* **SELECTED EXTRACT**:
● ● ●

# Techniques to Optimize 32 Bit Wallace Tree Multiplier

# A. Radhika

*M.Tech., (Ph.D)* Department of Electronics and Communication Engineering Anurag College of Engineering, Ghatkesar, Telangana, India

## D. Nandini

B.Tech Student Department of Electronics and Communication Engineering Anurag College of Engineering, Ghatkesar, Telangana, India

## M.Harish

B.Tech Student Department of Electronics and Communication Engineering Anurag College of Engineering, Ghatkesar, Telangana, India

# T.Sri Sadhana

B.Tech Student Department of Electronics and Communication Engineering Anurag College of Engineering, Ghatkesar, Telangana, India

Abstract- Multipliers play an important role in today's digital signal processing, micro processors and various other applications. The process used by multiplier is Shift-add algorithm. The three major parameters that are to be considered while designing a multiplier using VLSI design are speed, area and power consumption. Wallace tree multiplier is a combinational circuit used to multiply two numbers. Instead of performing additions using standard parallel adders, Wallace tree uses carry save adders and only one parallel adder. So, it produces a product in far less time. Advantage of a Wallace tree multiplier is, it requires less power for bit widths between 8 and 32. This paper discusses two techniques to optimize multiplication of two 32 bit numbers in terms of speed and area. In the first technique, instead of using parallel adder, carry look ahead adder is used. In the second technique, instead of using 64-bit CSAs, CSAs are built according to the number of shifts in the partial products. Therefore, the total requirement of hardware decreases making this Wallace Tree multiplier, area efficient. The entire design is coded in Verilog HDL, simulated with ModelSim and synthesized using Xilinx Basys 3 device. The result shows that the proposed design takes very less time and hardware for multiplication of two 32 bit numbers.

● ● ●

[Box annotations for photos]
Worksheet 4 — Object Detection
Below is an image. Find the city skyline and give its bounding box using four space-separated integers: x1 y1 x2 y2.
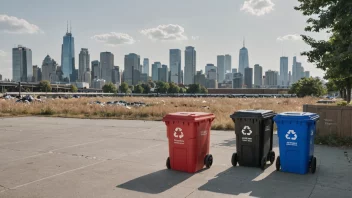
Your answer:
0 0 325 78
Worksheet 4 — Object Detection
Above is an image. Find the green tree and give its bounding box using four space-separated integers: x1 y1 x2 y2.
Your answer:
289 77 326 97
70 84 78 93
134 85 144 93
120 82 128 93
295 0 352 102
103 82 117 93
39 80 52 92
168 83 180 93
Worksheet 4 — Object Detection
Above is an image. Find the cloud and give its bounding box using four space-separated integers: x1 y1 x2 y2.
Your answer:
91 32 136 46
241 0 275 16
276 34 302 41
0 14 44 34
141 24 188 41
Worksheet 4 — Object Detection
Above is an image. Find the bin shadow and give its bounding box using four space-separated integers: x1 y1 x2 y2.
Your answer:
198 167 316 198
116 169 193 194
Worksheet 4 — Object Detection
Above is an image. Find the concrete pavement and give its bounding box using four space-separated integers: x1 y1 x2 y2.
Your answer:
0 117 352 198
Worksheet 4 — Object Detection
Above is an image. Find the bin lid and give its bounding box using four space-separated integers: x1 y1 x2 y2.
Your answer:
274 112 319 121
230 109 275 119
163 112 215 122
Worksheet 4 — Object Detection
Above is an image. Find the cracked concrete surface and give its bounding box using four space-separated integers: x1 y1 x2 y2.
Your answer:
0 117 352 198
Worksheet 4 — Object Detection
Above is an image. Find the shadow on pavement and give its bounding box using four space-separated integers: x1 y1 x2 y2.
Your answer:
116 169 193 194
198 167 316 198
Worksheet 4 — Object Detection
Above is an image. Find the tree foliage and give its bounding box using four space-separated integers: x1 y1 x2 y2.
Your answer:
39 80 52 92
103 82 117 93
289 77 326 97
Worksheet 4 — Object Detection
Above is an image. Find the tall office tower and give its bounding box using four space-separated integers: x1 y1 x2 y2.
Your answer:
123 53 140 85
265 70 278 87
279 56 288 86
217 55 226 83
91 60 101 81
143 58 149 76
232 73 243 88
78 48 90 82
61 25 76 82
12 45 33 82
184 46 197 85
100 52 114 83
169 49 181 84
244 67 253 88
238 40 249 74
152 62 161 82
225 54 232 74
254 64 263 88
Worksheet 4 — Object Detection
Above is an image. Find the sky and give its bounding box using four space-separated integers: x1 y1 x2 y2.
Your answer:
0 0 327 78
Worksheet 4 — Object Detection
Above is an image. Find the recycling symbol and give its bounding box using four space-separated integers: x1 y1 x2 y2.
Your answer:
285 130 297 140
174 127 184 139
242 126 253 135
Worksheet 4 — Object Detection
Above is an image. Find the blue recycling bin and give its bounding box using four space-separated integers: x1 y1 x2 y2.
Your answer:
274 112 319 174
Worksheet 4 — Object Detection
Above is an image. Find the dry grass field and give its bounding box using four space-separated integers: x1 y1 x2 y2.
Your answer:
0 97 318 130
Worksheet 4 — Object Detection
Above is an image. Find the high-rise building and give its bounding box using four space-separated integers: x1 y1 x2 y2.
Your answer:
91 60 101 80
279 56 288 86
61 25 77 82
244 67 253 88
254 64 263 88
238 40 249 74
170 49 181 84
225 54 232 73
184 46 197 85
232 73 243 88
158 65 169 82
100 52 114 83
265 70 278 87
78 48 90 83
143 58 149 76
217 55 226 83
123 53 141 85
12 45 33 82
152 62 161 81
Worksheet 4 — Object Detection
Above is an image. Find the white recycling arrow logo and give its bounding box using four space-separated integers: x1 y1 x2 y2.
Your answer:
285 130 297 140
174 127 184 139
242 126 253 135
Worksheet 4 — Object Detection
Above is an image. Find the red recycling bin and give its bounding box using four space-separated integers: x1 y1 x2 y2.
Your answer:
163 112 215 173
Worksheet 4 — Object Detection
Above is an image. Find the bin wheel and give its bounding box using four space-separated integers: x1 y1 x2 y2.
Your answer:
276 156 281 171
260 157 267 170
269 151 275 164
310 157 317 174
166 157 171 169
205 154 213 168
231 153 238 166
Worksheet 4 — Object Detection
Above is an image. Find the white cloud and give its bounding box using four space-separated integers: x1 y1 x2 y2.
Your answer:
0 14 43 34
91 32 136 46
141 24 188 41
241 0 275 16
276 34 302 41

● ● ●

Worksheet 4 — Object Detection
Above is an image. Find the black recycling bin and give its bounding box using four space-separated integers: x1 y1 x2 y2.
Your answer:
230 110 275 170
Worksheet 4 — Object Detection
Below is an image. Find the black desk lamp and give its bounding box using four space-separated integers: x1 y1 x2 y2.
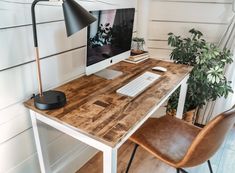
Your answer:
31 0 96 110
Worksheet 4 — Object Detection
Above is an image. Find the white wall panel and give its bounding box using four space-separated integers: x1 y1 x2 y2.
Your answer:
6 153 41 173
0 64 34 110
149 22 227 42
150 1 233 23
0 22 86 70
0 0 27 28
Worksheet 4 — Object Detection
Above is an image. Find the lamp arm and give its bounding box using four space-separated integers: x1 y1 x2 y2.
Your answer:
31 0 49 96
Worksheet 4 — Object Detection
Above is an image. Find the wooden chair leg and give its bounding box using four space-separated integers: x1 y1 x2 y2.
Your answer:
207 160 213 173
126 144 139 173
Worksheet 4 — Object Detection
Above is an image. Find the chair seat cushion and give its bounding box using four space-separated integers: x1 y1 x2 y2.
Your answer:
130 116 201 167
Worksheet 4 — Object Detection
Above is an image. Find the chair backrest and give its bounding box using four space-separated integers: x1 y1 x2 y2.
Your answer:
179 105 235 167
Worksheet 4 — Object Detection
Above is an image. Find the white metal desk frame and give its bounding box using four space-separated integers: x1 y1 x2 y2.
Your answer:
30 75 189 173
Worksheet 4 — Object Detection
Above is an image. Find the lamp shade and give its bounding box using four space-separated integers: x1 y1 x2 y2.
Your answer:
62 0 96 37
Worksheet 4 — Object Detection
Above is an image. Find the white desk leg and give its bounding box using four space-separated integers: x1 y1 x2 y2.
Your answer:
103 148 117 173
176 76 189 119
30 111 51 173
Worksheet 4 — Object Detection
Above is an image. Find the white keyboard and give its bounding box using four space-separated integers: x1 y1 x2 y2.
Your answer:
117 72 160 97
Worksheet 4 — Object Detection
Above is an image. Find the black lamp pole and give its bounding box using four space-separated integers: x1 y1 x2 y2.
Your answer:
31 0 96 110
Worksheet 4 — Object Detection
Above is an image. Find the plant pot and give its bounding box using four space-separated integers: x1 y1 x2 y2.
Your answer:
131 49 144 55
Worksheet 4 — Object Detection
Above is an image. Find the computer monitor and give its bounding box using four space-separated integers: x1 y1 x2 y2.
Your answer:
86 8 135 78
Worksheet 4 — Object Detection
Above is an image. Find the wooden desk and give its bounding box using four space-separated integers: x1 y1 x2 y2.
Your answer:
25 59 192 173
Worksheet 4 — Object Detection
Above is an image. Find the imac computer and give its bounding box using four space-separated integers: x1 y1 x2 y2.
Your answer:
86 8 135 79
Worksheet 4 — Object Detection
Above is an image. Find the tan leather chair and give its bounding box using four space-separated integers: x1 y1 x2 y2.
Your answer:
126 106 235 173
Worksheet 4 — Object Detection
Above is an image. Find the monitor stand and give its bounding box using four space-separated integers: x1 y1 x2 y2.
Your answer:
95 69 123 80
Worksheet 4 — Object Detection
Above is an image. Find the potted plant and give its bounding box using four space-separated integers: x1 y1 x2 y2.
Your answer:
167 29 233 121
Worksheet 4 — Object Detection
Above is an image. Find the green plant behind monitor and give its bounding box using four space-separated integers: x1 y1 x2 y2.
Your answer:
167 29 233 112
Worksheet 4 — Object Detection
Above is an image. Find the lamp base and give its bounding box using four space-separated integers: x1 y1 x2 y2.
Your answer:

● ● ●

* **WORK INSTRUCTIONS**:
1. Summarize the abstract on the Wallace tree multiplier in two sentences.
2. Carry on the abstract on the Wallace tree multiplier from the point where it stops.
The material has no connection to the abstract on the Wallace tree multiplier.

* **TASK ANSWERS**:
1. A Wallace tree multiplier is a combinational circuit that multiplies two numbers using carry save adders and only one parallel adder, so it produces a product in far less time and needs less power for bit widths between 8 and 32. The paper discusses two techniques to optimize 32-bit multiplication in speed and area: replacing the parallel adder with a carry look ahead adder, and building CSAs according to the number of shifts in the partial products instead of using 64-bit CSAs.

2.
#### Keywords - Carry save adder, Basys 3 board, ModelSim simulator, Wallace tree multiplier

#### I.INTRODUCTION

The basic arithmetic operation which is widely used during computation is multiplication. Most of the arithmetic operations require the use of multiplication and it plays a very important role in today's digital signal processing. Many DSP applications demand high throughput and real-time response, performance constraints that often dictate unique architectures with high levels of concurrency. The present development in the processors aims at high speed. So the requirement of high speed multipliers increased. Therefore, a designer has to concentrate more on high speed circuit design. Generally, the performance of any DSP processor is affected by the type of multiplier used. *Carry Save Adder Concept:* 

A carry save adder can add three numbers instead of just two numbers. But it doesn't outputs a single value, instead gives two, a sum and a carry. A 1-bit carry save adder can be considered as a 1-bit full adder with the signals renamed as shown in figure 1. The Cin of full adder is renamed as Z. The original answer Z is renamed as S and Cout as C.



Figure 1: The carry save adder block resembles full adder circuit

The computation of sum s and carry c is as shown in the figure 2.

| X =  |                | 10101010  |
|------|----------------|-----------|
|      | $\mathbf{Y} =$ | 10101010  |
| Z =  |                | 10101010  |
| S =  |                | 10101010  |
|      | C =            | 10101010  |
| SUM= |                | 111111110 |

Figure 2: Example

#### II. PROPOSED METHODOLOGY

2.1 Wallace tree multiplication algorithm: The use of carry save adder, to perform multiplication, first calculates the partial products of the multiplication, and then input them to the carry save adder. For example, consider the multiplication of two 8-bit binary values. It generates eight partial products as shown in the Figure 3.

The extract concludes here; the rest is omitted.